§ **Set exercise**
From the 3G standardization text below, extract everything from "ARIB (Association of" down to "(Standardisation Committee T1-Telecommunications)/US.", copying it word for word.

Between 1995 and 1998 3G research activities continued within the Advanced Communications Technology and Services (ACTS) Future Radio Wideband Multiple Access System (FRAMES) project. The first years were used for selecting and developing a suitable multiple access technology, considering mainly the TDMA (Time Division Multiple Access) versus CDMA. The big European manufacturers preferred TDMA because it was used also in GSM. CDMA-based technology was promoted mainly by US industry, which had experience with this technology mainly due to its early utilisation in defence applications.
ITU dreamed of specifying at least one common global radio interface technology. This kind of harmonisation work was done under the name "Future Public Land Mobile Telephony System" (FPLMTS) and later IMT-2000. Due to many parallel activities in regional standardisation bodies this effort turned into a promotion of common architectural principles among the family of IMT-2000 systems.
Europe and Japan also had different short-term targets for 3G system development. In Europe a need for commercial mobile data services with guaranteed quality (e.g., mobile video services) was widely recognised after the early experiences from narrowband GSM data applications. Meanwhile, in the densely populated Far East there was an urgent demand for additional radio frequencies for speech services. The frequency bands identified by ITU in 1992 for the future 3G system called "IMT-2000" became the most obvious solution to this issue. In early 1998 a major push forward was achieved when ETSI TC-SMG decided to select WCDMA as its UMTS radio technology. This was also supported by the largest Japanese operator NTT DoCoMo. The core network technology was at the same time agreed to be developed on the basis of GSM core network technology. During 1998 the European ETSI and the Japanese standardisation bodies (TTC and ARIB) agreed to make a common UMTS standard. After this agreement, the 3GPP organisation was established and the determined UMTS standardisation was started worldwide.
From the UMTS point of view, the 3GPP organisation is a kind of "umbrella" aiming to form compromised standards by taking into account political, industrial and commercial pressures coming from the local specification bodies:
ETSI (European Telecommunication Standard Institute)/Europe.
ARIB (Association of Radio Industries and Business)/Japan.
CWTS (China Wireless Telecommunication Standard group)/China.
T1 (Standardisation Committee T1-Telecommunications)/US.
TTA (Telecommunication Technology Association)/Korea.
TTC (Telecommunications Technology Committee)/Japan.
As this is a very difficult task an independent organisation called the "OHG" (Operator Harmonisation Group) was established immediately after the 3GPP was formed. The main task for 3GPP is to define and maintain UMTS specifications, while the role of OHG is to look for compromise solutions for those items the 3GPP cannot handle internally. This arrangement guarantees that 3GPP's work will proceed on schedule.
To ensure that the American viewpoint will be taken into account a separate 3GPP Number 2 (3GPP2) was founded and this organisation performs specification work from the IS-95 radio technology basis. The common goal for 3GPP, OHG and 3GPP2 is to create specifications according to which a global cellular system having wideband radio access could be implemented. To summarise, there were three different approaches towards the global cellular system, 3G. These approaches and their building blocks are, on a rough level, presented in Table 1.1.
When globality becomes a reality, the 3G specification makes it possible to take any of the switching systems mentioned in the table and combine them with any of the specified radio access parts and the result is a functioning 3G cellular network. The second row represents the European approach known as "UMTS" and this book gives an overview of its first release.

§ **Data entries**

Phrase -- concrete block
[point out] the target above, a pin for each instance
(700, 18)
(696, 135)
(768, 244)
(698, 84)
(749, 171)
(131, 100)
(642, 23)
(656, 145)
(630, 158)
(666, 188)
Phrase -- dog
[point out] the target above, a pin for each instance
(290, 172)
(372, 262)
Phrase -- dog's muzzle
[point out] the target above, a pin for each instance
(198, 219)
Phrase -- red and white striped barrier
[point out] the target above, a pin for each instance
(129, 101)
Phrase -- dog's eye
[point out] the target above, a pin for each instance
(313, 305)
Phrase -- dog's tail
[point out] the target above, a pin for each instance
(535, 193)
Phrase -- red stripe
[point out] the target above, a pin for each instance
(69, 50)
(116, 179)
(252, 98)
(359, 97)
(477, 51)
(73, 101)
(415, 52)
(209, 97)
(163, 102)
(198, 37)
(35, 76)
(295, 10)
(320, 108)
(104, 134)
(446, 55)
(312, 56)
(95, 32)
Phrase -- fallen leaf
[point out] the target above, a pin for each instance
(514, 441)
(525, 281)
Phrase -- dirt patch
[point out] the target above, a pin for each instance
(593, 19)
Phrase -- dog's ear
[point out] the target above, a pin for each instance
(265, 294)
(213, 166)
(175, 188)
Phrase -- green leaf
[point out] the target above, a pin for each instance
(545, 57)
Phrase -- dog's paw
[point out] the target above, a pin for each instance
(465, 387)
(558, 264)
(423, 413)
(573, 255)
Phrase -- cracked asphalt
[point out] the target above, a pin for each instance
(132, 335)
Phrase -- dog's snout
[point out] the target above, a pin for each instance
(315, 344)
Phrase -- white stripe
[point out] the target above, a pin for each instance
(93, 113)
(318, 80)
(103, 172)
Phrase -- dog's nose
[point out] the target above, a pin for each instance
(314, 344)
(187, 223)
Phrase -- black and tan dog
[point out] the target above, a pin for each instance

§ **Full response**
ARIB (Association of Radio Industries and Business)/Japan.
CWTS (China Wireless Telecommunication Standard group)/China.
T1 (Standardisation Committee T1-Telecommunications)/US.